AVAILABLE RECORDS:
....................

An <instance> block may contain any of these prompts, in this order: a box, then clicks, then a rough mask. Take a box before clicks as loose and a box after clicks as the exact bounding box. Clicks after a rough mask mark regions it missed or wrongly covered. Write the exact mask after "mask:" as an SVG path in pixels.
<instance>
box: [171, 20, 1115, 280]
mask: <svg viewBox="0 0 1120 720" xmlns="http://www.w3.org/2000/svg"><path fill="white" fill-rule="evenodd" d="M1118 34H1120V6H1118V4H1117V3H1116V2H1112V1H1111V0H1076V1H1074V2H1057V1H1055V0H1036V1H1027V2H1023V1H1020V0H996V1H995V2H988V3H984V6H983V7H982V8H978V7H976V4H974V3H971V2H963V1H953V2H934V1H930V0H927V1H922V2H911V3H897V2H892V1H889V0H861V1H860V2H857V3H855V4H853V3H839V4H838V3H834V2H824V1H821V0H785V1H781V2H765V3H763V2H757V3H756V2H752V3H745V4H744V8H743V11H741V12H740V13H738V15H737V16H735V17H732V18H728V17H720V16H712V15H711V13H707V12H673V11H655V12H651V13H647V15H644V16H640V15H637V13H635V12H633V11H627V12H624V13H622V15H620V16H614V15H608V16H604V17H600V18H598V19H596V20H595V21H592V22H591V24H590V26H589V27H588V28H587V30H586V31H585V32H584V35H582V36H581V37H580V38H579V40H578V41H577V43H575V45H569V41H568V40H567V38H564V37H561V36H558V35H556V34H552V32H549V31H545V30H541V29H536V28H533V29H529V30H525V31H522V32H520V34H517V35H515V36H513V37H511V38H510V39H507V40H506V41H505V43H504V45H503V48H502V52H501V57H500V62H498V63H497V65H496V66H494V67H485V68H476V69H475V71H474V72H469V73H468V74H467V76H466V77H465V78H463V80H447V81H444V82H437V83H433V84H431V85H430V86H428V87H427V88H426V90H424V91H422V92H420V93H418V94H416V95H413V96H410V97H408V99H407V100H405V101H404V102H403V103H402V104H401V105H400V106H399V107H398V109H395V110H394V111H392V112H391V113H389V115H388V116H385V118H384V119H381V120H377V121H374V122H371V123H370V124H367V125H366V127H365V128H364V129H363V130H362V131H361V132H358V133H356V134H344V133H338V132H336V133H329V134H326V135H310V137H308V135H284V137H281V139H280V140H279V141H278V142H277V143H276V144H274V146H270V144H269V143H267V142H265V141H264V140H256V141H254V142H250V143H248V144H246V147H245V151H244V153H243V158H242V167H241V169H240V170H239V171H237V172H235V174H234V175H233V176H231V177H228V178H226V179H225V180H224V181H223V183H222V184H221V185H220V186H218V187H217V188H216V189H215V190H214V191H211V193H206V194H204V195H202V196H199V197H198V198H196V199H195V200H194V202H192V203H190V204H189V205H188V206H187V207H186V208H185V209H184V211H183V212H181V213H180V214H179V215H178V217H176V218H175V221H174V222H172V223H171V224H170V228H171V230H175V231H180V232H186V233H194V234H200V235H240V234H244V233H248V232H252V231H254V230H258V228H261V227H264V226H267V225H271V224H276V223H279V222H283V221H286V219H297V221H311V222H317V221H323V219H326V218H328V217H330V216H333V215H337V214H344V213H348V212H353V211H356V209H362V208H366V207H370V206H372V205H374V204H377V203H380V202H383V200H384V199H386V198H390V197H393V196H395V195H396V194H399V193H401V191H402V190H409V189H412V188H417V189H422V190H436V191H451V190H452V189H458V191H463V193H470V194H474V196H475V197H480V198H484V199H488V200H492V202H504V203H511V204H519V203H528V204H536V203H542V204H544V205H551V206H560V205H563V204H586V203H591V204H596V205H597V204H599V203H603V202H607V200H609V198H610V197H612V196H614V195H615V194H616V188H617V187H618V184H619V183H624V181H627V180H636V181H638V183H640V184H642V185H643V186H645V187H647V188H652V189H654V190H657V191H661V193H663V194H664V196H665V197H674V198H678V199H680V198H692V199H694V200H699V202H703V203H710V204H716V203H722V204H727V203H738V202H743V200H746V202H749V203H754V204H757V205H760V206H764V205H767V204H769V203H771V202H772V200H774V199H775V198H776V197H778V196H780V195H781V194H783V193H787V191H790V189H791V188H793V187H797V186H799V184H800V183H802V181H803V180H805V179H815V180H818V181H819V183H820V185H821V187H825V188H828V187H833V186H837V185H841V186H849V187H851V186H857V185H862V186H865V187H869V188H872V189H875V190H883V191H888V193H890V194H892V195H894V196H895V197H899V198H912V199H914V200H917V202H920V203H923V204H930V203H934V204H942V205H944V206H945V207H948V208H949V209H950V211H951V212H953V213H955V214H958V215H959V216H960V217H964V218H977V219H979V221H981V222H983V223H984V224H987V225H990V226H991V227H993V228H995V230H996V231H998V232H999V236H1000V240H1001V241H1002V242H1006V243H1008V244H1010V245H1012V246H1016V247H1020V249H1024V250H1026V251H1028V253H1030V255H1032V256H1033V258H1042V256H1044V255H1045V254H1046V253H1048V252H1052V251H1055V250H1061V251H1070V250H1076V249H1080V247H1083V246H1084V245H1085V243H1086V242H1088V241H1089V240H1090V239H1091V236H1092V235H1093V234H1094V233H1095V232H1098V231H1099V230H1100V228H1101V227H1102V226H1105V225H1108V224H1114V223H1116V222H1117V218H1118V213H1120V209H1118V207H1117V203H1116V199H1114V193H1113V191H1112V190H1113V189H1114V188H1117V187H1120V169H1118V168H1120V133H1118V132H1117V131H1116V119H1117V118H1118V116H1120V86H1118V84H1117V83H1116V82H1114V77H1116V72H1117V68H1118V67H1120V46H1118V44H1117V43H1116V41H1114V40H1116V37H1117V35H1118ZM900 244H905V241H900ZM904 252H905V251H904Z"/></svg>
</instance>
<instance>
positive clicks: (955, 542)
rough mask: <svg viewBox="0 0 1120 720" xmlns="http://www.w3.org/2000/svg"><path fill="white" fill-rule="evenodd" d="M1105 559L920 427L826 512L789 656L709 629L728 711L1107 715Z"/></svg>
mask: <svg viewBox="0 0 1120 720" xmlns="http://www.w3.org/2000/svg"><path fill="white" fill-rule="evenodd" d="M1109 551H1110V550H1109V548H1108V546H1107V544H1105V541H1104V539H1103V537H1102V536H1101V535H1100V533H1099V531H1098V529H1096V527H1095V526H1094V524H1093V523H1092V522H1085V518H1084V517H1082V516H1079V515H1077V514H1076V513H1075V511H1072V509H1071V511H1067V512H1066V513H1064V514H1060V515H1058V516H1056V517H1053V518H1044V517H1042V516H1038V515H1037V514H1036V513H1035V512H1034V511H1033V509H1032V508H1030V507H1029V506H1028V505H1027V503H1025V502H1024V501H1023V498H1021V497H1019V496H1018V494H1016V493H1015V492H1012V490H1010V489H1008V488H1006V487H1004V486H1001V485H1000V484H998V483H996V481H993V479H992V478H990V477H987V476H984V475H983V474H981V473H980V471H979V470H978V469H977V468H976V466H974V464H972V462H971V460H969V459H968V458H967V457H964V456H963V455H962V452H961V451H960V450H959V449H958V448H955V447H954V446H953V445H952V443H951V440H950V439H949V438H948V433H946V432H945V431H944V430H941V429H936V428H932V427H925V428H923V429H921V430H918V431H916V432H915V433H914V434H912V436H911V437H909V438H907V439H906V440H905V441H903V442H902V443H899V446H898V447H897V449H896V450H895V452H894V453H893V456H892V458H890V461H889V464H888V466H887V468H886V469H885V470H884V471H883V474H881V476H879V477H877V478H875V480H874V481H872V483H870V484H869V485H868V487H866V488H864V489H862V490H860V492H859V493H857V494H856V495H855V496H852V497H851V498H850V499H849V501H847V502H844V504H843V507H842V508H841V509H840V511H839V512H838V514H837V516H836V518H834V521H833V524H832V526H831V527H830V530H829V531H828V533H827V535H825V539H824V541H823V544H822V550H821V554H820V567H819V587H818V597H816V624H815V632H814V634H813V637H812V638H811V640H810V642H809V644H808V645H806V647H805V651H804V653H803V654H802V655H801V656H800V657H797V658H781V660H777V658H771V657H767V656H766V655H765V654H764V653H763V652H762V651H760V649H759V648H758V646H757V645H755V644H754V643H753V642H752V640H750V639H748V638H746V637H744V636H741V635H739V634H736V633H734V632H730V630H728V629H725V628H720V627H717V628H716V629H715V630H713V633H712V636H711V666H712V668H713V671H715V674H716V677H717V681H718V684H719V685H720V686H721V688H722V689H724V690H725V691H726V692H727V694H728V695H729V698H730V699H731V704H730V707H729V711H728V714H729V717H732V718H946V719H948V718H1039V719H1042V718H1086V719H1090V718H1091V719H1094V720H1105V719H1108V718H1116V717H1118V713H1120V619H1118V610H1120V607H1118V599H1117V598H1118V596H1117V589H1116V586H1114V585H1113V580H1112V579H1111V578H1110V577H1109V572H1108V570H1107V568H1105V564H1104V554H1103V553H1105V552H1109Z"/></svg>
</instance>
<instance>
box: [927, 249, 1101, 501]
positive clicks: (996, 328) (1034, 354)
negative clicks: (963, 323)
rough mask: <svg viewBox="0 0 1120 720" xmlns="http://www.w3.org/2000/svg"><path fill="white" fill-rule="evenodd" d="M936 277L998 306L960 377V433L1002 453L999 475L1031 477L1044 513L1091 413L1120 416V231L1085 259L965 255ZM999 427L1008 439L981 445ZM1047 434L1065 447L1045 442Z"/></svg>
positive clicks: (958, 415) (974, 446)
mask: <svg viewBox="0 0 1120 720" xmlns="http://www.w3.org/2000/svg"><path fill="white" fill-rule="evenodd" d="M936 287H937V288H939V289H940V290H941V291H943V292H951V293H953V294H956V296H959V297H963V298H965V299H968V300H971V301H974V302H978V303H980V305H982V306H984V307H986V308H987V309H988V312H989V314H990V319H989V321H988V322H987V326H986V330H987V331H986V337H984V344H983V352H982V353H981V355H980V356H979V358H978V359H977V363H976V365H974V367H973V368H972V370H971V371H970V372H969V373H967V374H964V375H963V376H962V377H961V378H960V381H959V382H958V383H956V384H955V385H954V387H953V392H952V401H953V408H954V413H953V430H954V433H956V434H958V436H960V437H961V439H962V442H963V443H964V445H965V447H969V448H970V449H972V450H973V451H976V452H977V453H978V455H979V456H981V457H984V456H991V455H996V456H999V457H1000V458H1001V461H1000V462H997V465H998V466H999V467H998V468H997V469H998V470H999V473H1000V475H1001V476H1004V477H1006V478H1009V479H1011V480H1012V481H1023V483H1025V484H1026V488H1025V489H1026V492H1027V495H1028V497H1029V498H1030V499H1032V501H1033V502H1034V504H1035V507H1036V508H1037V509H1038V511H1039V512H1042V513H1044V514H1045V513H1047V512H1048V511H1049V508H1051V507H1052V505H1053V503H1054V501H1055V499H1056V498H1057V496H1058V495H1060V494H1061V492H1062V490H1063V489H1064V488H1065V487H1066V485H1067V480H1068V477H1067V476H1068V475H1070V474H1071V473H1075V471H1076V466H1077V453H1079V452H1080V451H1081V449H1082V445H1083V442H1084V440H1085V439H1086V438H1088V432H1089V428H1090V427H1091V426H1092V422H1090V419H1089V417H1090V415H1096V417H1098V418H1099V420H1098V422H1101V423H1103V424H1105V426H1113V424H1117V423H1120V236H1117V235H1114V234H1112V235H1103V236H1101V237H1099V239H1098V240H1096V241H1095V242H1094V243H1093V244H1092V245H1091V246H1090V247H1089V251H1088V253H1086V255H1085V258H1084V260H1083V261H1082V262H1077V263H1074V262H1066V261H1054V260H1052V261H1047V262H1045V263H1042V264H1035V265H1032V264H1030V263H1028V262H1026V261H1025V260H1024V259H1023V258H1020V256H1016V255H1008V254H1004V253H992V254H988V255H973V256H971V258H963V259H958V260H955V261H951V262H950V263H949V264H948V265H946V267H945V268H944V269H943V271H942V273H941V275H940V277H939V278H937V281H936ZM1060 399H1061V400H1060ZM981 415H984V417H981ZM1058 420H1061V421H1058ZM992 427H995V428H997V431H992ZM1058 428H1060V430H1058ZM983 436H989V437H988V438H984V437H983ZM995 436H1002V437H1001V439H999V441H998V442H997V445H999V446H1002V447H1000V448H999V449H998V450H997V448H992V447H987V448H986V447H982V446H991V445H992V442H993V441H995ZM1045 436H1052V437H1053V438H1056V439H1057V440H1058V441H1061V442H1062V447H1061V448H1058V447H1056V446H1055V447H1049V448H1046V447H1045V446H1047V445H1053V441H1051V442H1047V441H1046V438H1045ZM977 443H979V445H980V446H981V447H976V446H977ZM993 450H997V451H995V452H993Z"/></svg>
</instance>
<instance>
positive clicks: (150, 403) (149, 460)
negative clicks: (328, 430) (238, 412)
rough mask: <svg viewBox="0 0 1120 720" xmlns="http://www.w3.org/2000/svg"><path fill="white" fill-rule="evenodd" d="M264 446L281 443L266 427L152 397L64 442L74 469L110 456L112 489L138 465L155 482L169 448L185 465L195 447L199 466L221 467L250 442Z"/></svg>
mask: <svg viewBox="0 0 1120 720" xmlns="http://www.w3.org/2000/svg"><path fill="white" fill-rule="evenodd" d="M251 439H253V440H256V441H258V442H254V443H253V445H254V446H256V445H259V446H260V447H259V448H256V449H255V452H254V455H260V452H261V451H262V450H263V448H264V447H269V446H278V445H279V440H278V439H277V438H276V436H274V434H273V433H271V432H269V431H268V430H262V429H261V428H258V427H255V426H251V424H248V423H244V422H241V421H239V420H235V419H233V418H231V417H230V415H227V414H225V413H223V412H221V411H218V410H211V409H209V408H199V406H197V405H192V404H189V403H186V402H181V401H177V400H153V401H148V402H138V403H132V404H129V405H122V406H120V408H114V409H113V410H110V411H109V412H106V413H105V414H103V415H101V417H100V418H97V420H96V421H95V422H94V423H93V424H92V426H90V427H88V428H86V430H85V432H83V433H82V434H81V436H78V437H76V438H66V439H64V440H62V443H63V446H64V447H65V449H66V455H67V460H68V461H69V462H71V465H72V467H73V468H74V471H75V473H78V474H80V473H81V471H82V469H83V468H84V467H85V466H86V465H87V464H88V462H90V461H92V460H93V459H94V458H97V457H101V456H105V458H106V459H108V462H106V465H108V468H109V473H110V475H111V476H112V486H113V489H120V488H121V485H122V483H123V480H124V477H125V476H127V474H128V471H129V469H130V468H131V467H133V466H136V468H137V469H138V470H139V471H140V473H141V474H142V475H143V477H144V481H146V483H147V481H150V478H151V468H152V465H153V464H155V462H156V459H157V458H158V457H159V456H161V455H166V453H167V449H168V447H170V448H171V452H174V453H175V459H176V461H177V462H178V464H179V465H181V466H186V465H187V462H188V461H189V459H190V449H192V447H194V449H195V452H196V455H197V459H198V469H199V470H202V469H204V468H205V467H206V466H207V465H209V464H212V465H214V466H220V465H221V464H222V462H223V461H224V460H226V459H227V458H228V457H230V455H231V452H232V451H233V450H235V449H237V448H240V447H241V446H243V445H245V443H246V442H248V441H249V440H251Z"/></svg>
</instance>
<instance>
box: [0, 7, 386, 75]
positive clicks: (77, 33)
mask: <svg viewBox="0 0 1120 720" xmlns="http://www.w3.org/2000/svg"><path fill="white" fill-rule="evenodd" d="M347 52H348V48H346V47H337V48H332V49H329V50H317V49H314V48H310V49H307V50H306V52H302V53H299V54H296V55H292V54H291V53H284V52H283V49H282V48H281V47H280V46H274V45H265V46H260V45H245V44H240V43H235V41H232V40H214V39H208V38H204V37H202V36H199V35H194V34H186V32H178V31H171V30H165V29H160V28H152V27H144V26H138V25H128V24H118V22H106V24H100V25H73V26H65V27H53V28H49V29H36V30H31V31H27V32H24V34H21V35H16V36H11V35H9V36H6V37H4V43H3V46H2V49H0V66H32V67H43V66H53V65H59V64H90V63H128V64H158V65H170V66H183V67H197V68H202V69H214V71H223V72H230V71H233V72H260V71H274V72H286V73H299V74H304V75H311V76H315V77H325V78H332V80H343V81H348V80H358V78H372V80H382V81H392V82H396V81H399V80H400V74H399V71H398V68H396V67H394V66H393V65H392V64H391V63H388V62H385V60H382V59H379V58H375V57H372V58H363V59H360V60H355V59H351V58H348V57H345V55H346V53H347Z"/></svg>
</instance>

....................

TASK TO CARRY OUT: Print the lines of the material from its first line through the line containing "box: [171, 20, 1115, 280]", including both ends.

RESULT OF THIS EXERCISE:
An <instance> block may contain any of these prompts, in this order: a box, then clicks, then a rough mask. Take a box before clicks as loose and a box after clicks as the exact bounding box. Clicks after a rough mask mark regions it missed or wrongly covered. Write the exact mask after "mask:" as an SVG path in pixels.
<instance>
box: [171, 20, 1115, 280]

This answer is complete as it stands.